Exercise goal. Convert the data below into a Markdown table with the columns Row and Line, giving each line its own numbered row and skipping blank lines. Begin at the line that has "Each instance of the woman with ripped" and stop after the line that has "[[59, 53], [56, 54]]".

[start]

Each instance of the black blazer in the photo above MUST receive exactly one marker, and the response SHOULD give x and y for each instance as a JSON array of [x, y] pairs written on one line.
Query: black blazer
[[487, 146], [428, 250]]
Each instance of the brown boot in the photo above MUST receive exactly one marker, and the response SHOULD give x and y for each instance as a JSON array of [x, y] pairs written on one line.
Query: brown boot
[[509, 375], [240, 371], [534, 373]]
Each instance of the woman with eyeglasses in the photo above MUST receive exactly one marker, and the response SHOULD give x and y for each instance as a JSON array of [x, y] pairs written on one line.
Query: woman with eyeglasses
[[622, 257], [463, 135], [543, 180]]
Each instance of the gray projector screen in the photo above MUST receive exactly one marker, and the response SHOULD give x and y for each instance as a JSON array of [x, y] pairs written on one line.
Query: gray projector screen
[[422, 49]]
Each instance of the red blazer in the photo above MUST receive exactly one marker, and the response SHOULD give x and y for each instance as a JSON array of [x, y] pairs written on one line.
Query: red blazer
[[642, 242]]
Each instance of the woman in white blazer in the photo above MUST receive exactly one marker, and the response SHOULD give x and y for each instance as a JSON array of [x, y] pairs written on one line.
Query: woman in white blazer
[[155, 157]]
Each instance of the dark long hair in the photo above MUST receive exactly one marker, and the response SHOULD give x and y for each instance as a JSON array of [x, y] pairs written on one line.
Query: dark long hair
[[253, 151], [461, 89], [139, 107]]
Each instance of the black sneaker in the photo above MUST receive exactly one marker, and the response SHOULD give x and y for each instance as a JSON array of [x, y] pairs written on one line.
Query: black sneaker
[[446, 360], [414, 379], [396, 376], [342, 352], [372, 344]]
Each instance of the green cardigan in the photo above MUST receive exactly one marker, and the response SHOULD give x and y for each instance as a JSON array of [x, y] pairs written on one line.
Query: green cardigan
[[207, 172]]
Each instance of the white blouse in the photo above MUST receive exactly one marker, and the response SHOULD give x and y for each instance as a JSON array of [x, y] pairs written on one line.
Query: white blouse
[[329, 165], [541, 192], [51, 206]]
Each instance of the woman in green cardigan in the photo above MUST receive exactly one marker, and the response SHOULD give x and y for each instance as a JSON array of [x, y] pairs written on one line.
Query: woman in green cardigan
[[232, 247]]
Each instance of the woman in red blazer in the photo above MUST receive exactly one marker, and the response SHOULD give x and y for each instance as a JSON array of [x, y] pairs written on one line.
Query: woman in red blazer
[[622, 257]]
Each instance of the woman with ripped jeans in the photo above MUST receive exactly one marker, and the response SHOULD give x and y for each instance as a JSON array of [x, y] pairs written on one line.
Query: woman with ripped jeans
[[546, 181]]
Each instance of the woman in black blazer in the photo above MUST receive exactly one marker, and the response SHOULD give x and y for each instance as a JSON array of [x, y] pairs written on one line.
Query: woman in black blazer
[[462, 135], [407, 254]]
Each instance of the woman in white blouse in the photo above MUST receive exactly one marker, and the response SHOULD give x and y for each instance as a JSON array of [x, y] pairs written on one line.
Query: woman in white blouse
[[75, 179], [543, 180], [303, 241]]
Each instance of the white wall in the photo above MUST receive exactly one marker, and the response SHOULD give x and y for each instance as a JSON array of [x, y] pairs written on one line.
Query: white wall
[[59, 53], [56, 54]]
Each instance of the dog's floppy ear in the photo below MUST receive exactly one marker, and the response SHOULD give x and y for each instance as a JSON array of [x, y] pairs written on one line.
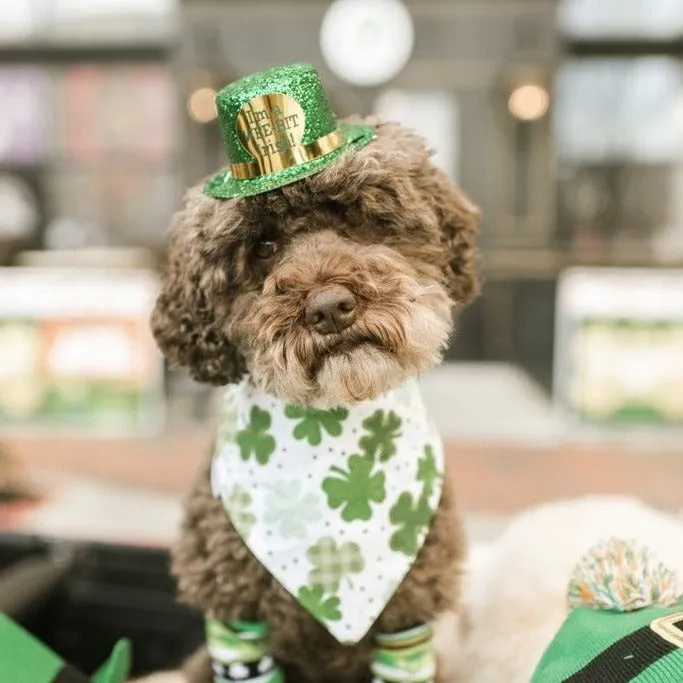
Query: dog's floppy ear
[[459, 221], [184, 321]]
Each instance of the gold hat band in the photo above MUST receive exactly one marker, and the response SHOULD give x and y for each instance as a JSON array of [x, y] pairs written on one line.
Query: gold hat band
[[275, 160]]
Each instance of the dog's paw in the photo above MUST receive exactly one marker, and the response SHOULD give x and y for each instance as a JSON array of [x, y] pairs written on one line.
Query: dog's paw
[[167, 677]]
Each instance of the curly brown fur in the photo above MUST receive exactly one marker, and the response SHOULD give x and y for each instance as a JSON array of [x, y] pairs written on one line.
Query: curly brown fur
[[383, 222], [389, 227], [217, 572]]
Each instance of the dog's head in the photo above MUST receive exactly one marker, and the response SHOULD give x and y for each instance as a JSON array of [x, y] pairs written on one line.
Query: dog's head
[[327, 291]]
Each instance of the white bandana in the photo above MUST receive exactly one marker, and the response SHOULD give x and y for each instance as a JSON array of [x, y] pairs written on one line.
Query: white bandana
[[334, 504]]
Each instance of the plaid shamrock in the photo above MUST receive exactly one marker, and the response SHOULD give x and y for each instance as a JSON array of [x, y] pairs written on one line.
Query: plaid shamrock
[[331, 563]]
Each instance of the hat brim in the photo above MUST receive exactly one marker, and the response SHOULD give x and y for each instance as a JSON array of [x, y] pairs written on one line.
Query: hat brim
[[117, 668], [225, 186]]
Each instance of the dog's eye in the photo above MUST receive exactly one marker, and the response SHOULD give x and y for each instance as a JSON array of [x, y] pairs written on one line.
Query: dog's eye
[[266, 249]]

[end]

Task response.
| Row | Line |
|---|---|
| 1 | Each instance of the woman with ripped jeans in the photo above MUST receive exactly one marker, and the response SHOULD give x and y for each instance as a JSON array of [x, y] pairs written on one line. |
| 2 | Query: woman with ripped jeans |
| 3 | [[546, 181]] |
| 4 | Each instance of the woman in black blazer in the photo above MUST receive exactly one marker, and the response SHOULD give x and y for each instance as a JSON array of [x, y] pairs written on one line. |
| 5 | Query: woman in black blazer |
| 6 | [[462, 135], [407, 254]] |
| 7 | Each instance of the woman in white blouse in the photo above MUST receive exactly one marker, and the response SHOULD give x and y for each instance as a JSON array of [x, y] pairs written on one line. |
| 8 | Query: woman in white blouse |
| 9 | [[75, 179], [543, 180], [303, 241]] |
| 10 | Each instance of the white wall in the photo above MUST receive exactly one marker, and the response SHOULD give x and y for each instance as a JSON array of [x, y] pairs written on one line. |
| 11 | Query: white wall |
| 12 | [[59, 53], [56, 54]] |